Wise Words with Carol Stueckle

Carol Stueckle, former mayor of Colfax, recently lost her job with a hospital foundation. She cried for several days, then she got busy creating an event-planning/fundraising/motivational speaking business she named “A New View at 72.” The business name reflects her age. And her unique view on survival in tough times. She shared that view in a recent Wise Words interview at the Spangle Saloon and Grill. She chose the location because she doesn’t like driving in Spokane’s traffic, and Spangle is halfway between Colfax and Spokane. This is the complete transcript of the Wise Words interview with Rebecca Nappi. An excerpt was published in The Spokesman-Review Sept. 4, 2010.
  • We have the resources, within, to get through the hard times. I lost my “fear of flying” in 1985 when my mother and husband both passed away within five months of each other. That event changed my life. I was managing a farm, this is what I had to do for a number of years to keep my leases. It was a struggle but I had so many wonderful people who helped. And were so kind and so great so I thought I’ll get through this and then I’ll get some kind of a job and the rest will be fine. Well, I was about $350,000 in debt. I sold the houses we owned. And then I just did what I could do. And that was eventually have some auction sales and get rid of the farm. It wasn’t just in the cards. I thought I’ll run for mayor. That ought to be fun. My daughters were enthusiastic. It was an experience, and it was an adventure. So I did that for four years. I definitely wasn’t going to run for another term. But I needed a job. Not only because I liked to be busy, but for the money, too. I went to the hospital administrator, and I said what I’d really like is to be the activity director for our nursing home, for the hospital and the retirement home. He said, “We don’t need that, but we do need a director for the foundation of our hospital.” Within five minutes I was hired. Then they made an assisted living in the center of Colfax and the doctor in charge said do you want to be marketing director? Well I had this other job but I thought, sure I can do both of them. So I was holding two jobs at once. I’ve had a tremendous advantage and had wonderful health. I’m going to knock on wood. That has been my saving grace.

■ Given entries

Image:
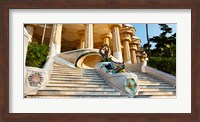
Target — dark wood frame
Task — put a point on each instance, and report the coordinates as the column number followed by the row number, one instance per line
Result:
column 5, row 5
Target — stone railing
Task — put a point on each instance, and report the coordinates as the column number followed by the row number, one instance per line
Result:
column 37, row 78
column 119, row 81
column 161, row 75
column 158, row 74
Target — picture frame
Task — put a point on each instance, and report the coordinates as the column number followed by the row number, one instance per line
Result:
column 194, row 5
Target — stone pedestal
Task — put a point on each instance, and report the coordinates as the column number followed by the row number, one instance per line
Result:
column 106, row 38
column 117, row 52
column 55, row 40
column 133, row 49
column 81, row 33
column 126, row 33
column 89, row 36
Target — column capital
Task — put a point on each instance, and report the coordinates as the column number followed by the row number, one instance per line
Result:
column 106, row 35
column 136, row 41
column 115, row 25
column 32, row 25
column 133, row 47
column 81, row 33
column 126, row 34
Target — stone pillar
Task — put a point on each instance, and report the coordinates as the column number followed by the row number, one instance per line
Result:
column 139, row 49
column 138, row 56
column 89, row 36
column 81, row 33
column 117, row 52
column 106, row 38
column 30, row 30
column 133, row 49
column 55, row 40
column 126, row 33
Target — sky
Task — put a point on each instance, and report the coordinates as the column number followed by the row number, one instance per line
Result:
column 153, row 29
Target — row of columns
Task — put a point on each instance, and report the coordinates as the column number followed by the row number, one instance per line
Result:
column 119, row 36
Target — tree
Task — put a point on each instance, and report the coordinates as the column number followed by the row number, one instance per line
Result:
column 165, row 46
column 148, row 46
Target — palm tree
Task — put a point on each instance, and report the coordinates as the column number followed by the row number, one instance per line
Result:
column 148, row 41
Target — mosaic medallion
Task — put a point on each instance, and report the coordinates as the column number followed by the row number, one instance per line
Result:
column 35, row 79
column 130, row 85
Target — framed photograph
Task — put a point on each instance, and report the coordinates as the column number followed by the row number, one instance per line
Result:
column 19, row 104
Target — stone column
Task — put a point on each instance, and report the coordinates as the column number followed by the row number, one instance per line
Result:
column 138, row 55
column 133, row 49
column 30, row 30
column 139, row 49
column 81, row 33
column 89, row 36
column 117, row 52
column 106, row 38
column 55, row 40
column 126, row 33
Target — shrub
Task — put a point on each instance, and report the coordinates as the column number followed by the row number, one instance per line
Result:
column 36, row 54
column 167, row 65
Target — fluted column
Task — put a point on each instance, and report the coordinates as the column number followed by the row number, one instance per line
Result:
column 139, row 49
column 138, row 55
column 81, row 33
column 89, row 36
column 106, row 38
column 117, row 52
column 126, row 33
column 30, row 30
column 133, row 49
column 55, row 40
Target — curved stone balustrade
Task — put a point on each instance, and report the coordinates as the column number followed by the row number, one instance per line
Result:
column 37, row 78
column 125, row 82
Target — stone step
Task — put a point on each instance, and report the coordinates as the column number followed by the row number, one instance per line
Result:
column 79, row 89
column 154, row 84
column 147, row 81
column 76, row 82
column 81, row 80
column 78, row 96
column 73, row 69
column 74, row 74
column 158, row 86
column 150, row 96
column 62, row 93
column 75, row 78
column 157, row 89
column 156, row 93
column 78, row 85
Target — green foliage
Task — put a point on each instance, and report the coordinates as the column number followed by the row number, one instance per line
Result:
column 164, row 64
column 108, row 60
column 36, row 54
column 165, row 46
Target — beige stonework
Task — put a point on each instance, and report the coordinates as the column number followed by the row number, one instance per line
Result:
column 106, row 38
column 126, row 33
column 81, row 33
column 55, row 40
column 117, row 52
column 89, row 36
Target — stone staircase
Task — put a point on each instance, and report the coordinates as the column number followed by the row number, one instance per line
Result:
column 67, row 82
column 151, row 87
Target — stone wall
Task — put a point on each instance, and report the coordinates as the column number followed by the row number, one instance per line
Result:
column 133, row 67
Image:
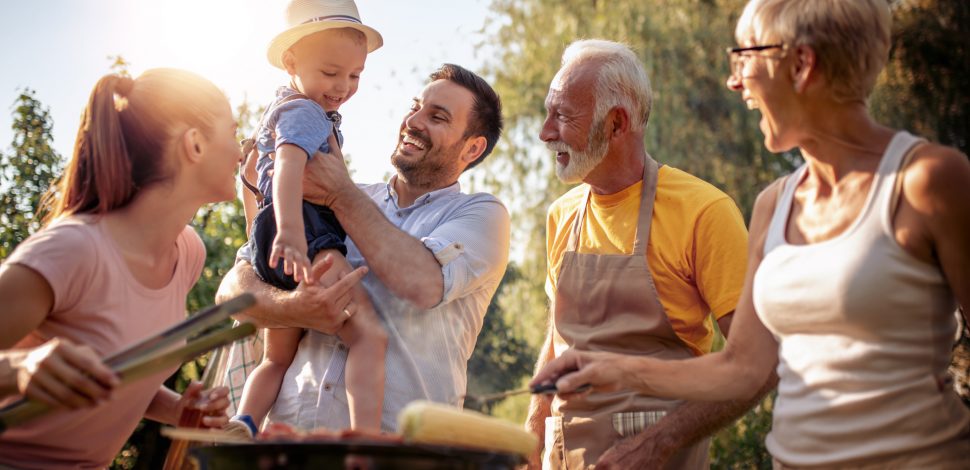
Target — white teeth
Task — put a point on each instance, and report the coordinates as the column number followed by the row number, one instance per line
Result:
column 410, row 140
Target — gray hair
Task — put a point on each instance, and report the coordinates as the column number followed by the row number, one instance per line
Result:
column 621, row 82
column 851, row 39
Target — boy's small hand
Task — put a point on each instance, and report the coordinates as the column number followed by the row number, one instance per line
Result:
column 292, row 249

■ Exercise description
For each statement, say whether it agrees with the Carol Stueckle interview. Answer yes or no and quote the deciding words of the interview exactly.
1. Her mother and her husband died within five months of each other.
2. The hospital administrator hired her as activity director for the nursing home.
3. She ran for a second term as mayor.
The material is separate from the Carol Stueckle interview.

■ Answer
1. Yes: "my mother and husband both passed away within five months of each other"
2. No: "We don’t need that, but we do need a director for the foundation of our hospital."
3. No: "I definitely wasn’t going to run for another term."